▸ **REQUEST**
Give back every line exactly as it appears, pictures excluded.

▸ **ENTRIES**
* BEGIN *

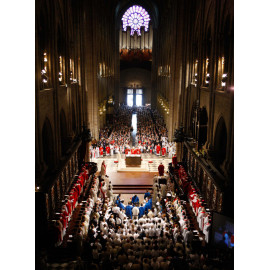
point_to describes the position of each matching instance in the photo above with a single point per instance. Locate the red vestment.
(174, 161)
(163, 151)
(161, 170)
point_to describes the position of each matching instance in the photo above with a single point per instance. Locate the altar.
(133, 160)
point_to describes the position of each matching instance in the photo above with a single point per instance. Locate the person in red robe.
(161, 169)
(163, 151)
(158, 150)
(174, 161)
(108, 149)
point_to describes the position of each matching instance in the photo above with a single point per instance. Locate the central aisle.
(134, 132)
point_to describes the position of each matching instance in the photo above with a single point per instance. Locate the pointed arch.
(63, 132)
(74, 124)
(48, 144)
(220, 142)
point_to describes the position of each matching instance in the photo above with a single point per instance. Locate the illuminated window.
(195, 73)
(60, 63)
(71, 70)
(44, 70)
(136, 17)
(207, 75)
(138, 97)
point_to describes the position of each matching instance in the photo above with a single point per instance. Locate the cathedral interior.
(174, 58)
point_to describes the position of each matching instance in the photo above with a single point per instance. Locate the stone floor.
(146, 166)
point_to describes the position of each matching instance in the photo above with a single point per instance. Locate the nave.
(164, 228)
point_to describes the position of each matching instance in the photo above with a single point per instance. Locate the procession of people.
(151, 136)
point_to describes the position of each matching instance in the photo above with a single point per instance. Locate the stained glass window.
(136, 17)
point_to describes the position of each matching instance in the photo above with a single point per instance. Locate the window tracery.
(136, 17)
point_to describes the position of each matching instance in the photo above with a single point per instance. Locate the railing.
(211, 184)
(60, 183)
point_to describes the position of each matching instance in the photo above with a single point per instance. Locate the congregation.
(151, 136)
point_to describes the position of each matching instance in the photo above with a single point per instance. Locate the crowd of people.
(153, 232)
(151, 136)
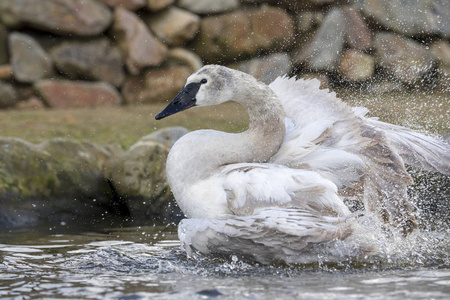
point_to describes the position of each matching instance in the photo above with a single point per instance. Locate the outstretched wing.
(327, 136)
(322, 132)
(250, 187)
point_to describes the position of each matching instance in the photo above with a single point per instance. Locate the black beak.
(184, 100)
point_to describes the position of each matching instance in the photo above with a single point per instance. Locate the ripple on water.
(125, 265)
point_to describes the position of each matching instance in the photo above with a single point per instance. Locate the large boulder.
(94, 60)
(356, 66)
(78, 17)
(56, 181)
(183, 57)
(208, 6)
(157, 5)
(127, 4)
(357, 33)
(139, 46)
(8, 95)
(414, 18)
(325, 50)
(4, 59)
(174, 26)
(65, 93)
(238, 34)
(441, 52)
(155, 85)
(266, 68)
(138, 177)
(29, 61)
(404, 58)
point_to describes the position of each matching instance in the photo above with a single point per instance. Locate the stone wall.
(74, 53)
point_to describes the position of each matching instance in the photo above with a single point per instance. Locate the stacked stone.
(78, 53)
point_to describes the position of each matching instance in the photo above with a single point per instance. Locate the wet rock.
(384, 86)
(309, 20)
(138, 178)
(8, 95)
(294, 5)
(183, 57)
(139, 46)
(28, 60)
(357, 33)
(243, 33)
(127, 4)
(208, 6)
(4, 58)
(92, 60)
(441, 52)
(6, 72)
(57, 180)
(78, 17)
(166, 136)
(324, 52)
(156, 5)
(417, 18)
(29, 104)
(65, 94)
(266, 68)
(155, 85)
(404, 58)
(324, 80)
(356, 66)
(174, 26)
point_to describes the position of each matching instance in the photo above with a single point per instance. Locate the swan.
(274, 192)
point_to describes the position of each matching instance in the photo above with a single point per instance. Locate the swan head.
(210, 85)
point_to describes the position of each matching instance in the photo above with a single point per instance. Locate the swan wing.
(249, 187)
(322, 132)
(271, 234)
(417, 149)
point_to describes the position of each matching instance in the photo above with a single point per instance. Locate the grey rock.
(139, 46)
(166, 136)
(324, 52)
(357, 33)
(65, 93)
(404, 58)
(8, 95)
(79, 17)
(155, 85)
(184, 57)
(157, 5)
(56, 181)
(356, 66)
(208, 6)
(94, 60)
(412, 18)
(4, 58)
(174, 26)
(128, 4)
(29, 61)
(239, 34)
(441, 52)
(138, 178)
(266, 68)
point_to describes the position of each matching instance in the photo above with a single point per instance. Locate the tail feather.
(417, 149)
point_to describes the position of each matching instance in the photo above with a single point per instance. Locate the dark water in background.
(146, 263)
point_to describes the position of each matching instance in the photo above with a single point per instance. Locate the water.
(146, 263)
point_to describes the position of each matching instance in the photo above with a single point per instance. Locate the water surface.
(146, 263)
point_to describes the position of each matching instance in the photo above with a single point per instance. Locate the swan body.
(274, 192)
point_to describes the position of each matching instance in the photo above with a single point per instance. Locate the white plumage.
(274, 192)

* END *

▸ **THE REPLY**
point_to describes the position of each matching instance in the photo above with a single point per instance. Locate the red vestment.
(174, 161)
(163, 151)
(161, 170)
point_to describes the position of each matching instance in the photo above with a single point per instance. Locate the altar.
(133, 160)
point_to describes the position of each matching instance in the photo above with a single point per instance. Locate the person in red robe.
(161, 169)
(163, 151)
(158, 150)
(174, 161)
(108, 149)
point_to describes the position of each matching instance in the photo above with a single point per instance. Locate the central aisle.
(134, 132)
point_to describes the position of each matching instance in the photo above with a single point per instance. Locate the pointed arch.
(63, 132)
(74, 124)
(48, 144)
(220, 142)
point_to describes the position of each matching instance in the photo above with a single point per instance. Locate the illuminated window.
(195, 73)
(60, 63)
(71, 70)
(44, 70)
(136, 17)
(207, 75)
(138, 97)
point_to describes the position of each matching instance in the photo above with a single point per instance. Locate the cathedral interior.
(174, 58)
point_to describes the position of each matching instance in the photo above with a single point per instance. Locate the stone floor.
(146, 166)
point_to describes the position of each matching instance in the photo above with a single point per instance. Locate the nave.
(164, 228)
point_to describes the position of each matching instance in the photo above with a single point per instance. Locate the procession of people.
(151, 136)
point_to describes the position of each matching instance in the photo above with a single point per instance. Locate the stained glass window.
(136, 17)
point_to describes the position of each matching instance in the photo above with a single point per instance. Locate the window tracery.
(136, 17)
point_to describes the position of each matching instance in the photo above with a single point per instance. Locate the railing.
(211, 184)
(60, 183)
point_to describes the position of each matching instance in the photo above with a single point per instance. Locate the congregation.
(151, 136)
point_to describes the position of each matching instance in the photo above with a single point per instance. Locate the crowd of people.
(153, 232)
(151, 136)
point_to describes the position of each matching instance in the photo above with a single point per instance. Locate the outstretched wing.
(327, 136)
(322, 132)
(250, 187)
point_to describes the position of each matching instance in the photo above with a single point per instance. Locate the black beak.
(184, 100)
point_to describes the position of each matching instance in the photo above with a single point per instance. Locate the ripple on water.
(125, 265)
point_to describes the position of each matching instance in the photo above with a single point per instance. Locate the large boulder.
(94, 60)
(356, 66)
(78, 17)
(56, 181)
(183, 57)
(208, 6)
(157, 5)
(127, 4)
(357, 33)
(139, 46)
(8, 95)
(414, 18)
(325, 50)
(4, 59)
(174, 26)
(65, 93)
(238, 34)
(441, 52)
(155, 85)
(266, 68)
(138, 177)
(29, 61)
(404, 58)
point_to describes the position of each matching instance in the photo above with a single point per instance. Locate the stone wall.
(74, 53)
point_to describes the position of each matching instance in the photo above with a single point per instance. Locate the stacked stone.
(78, 53)
point_to describes the position of each matching instance in the photo above with a single point per instance. Locate the wet rock.
(384, 86)
(309, 20)
(138, 178)
(8, 95)
(294, 5)
(183, 57)
(139, 46)
(28, 60)
(357, 33)
(243, 33)
(127, 4)
(208, 6)
(4, 58)
(92, 60)
(441, 52)
(6, 72)
(57, 180)
(78, 17)
(166, 136)
(324, 52)
(156, 5)
(417, 18)
(29, 104)
(65, 94)
(266, 68)
(155, 85)
(404, 58)
(324, 80)
(356, 66)
(174, 26)
point_to describes the position of each matching instance in the photo above with a single point per instance. Locate the swan.
(274, 192)
point_to describes the position of each matching instance in the photo above with a single point per instance. Locate the swan head.
(210, 85)
point_to describes the position of each matching instance in the photo above with a single point per instance. Locate the swan wing.
(249, 187)
(322, 132)
(271, 234)
(417, 149)
point_to describes the position of each matching instance in the photo above with a single point per instance. Locate the grey rock.
(139, 46)
(166, 136)
(324, 52)
(357, 33)
(65, 93)
(404, 58)
(8, 95)
(79, 17)
(155, 85)
(184, 57)
(157, 5)
(56, 181)
(356, 66)
(208, 6)
(94, 60)
(412, 18)
(4, 58)
(174, 26)
(128, 4)
(29, 61)
(239, 34)
(441, 52)
(138, 178)
(266, 68)
point_to describes the position of each matching instance in the photo above with a single point per instance. Locate the tail feather.
(417, 149)
point_to describes the position of each matching instance in the photo above with a single point per instance. Locate the dark water in background.
(146, 263)
point_to describes the position of each matching instance in the photo above with a single point per instance. Locate the water.
(146, 263)
point_to describes the position of each matching instance in the photo above with a single point per instance. Locate the water surface.
(146, 263)
point_to describes the position of each matching instance in the photo above with a single point per instance. Locate the swan body.
(274, 192)
point_to describes the position of each matching instance in the photo above with a single point per instance. Locate the white plumage.
(274, 192)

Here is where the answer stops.